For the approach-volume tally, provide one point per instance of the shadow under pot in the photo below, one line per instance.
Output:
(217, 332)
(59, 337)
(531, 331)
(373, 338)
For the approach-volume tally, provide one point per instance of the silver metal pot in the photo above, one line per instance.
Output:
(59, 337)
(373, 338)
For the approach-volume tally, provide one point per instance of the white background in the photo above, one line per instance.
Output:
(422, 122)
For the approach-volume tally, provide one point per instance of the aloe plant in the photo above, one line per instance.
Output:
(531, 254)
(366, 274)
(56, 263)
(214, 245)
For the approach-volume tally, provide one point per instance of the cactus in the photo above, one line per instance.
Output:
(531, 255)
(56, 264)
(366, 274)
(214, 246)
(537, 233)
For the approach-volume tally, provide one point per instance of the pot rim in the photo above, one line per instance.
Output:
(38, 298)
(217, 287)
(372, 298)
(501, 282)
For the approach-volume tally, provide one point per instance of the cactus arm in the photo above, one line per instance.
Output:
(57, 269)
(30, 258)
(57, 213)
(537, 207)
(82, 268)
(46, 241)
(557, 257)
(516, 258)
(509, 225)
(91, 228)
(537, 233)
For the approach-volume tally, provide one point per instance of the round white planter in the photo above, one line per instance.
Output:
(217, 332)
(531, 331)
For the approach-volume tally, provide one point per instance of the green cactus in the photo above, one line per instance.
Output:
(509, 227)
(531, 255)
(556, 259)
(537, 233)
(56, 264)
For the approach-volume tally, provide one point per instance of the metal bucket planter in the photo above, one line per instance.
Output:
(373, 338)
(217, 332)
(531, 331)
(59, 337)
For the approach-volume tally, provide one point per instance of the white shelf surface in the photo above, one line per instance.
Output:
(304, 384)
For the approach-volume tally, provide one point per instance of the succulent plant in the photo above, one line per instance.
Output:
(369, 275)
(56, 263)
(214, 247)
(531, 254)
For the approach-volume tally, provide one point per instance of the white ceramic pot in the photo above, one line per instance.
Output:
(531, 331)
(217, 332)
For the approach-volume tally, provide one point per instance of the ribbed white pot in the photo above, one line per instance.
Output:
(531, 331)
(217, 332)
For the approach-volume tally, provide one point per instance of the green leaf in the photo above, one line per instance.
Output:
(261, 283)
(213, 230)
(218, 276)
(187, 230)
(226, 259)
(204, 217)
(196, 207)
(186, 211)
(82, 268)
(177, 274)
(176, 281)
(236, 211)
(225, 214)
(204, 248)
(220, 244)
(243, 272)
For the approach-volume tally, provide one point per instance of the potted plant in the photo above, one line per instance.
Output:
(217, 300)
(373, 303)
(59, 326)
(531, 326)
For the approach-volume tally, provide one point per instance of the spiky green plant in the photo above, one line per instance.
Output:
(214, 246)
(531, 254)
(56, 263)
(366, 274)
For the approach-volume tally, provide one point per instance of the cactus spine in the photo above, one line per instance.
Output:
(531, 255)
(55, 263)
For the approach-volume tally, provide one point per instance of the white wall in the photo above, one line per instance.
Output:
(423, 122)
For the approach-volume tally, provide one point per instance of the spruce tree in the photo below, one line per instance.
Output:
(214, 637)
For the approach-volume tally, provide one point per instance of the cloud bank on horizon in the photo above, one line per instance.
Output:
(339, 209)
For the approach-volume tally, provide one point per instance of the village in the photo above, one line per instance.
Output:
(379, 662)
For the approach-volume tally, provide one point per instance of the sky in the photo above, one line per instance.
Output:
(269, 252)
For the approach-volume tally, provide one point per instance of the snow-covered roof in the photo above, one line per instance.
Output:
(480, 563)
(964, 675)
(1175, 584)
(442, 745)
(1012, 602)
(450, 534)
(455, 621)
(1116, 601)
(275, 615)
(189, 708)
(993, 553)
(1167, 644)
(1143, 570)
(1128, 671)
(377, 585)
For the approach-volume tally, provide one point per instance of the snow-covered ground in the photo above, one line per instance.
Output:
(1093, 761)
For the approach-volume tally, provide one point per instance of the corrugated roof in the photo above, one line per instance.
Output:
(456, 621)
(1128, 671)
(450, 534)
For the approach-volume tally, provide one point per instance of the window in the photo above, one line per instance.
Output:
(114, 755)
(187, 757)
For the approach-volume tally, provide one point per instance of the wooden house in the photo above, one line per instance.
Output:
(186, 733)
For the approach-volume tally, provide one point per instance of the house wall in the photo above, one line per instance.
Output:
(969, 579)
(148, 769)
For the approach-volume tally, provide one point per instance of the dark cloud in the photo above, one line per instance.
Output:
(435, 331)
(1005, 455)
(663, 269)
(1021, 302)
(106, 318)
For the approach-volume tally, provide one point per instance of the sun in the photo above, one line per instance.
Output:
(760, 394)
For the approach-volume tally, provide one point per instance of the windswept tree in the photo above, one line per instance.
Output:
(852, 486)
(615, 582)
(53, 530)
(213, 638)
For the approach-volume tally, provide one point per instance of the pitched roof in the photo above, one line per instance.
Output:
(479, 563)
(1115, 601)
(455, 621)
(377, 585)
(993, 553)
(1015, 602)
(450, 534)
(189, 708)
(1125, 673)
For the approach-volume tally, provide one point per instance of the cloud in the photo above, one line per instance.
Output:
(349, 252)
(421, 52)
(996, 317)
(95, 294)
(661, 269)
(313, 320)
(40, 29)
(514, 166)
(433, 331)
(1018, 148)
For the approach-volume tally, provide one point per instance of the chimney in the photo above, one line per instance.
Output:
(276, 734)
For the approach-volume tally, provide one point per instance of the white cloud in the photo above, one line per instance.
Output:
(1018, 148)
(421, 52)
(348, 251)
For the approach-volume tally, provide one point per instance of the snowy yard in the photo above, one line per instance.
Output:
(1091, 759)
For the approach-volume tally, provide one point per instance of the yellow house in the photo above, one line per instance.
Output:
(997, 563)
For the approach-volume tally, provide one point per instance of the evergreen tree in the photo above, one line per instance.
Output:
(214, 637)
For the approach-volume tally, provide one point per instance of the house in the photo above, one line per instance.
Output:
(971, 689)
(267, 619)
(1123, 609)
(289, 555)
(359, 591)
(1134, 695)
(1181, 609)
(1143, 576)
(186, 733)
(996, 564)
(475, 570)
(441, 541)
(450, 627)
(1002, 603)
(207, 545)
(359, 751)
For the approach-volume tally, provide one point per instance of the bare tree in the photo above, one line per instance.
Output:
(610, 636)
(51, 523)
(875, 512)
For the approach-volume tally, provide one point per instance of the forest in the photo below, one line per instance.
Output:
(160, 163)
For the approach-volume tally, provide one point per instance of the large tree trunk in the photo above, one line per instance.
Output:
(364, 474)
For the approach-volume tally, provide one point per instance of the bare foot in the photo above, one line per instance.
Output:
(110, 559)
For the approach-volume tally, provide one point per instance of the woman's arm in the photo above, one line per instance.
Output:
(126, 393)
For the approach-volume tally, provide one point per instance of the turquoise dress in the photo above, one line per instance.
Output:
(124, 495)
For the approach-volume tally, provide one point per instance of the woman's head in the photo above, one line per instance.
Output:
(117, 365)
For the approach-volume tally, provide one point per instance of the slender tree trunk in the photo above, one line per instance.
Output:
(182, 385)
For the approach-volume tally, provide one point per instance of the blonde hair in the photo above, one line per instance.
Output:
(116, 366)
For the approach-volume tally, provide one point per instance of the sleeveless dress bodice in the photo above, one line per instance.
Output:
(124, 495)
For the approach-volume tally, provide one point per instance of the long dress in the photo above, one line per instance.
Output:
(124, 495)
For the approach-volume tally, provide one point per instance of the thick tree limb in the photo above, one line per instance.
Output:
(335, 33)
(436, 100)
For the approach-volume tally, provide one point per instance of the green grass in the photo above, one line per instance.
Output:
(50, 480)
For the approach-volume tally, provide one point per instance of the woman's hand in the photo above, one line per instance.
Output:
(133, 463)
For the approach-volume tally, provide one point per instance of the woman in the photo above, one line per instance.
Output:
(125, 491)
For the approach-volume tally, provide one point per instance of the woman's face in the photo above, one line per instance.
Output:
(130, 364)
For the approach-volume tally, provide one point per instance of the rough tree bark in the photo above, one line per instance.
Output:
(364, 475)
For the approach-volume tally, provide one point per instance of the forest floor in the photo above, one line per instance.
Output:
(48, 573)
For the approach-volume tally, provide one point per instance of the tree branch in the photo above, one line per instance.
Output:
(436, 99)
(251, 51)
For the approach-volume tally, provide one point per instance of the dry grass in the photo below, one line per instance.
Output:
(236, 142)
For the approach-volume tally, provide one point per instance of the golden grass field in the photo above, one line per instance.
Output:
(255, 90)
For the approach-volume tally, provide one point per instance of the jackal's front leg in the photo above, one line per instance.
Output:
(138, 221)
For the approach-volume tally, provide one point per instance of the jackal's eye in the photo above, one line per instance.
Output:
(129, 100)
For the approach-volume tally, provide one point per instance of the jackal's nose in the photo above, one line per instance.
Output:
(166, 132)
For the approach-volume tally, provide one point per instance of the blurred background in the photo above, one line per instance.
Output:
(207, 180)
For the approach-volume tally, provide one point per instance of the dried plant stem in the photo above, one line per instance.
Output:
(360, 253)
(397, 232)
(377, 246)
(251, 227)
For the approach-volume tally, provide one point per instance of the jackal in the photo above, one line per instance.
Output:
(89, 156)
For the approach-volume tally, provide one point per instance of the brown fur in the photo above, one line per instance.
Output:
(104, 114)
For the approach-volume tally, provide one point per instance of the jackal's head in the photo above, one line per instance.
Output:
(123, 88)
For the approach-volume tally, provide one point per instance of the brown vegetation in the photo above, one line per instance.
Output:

REQUIREMENT:
Tell how many lines above include the word "wall". Give the number alone.

PROBLEM SOLUTION:
2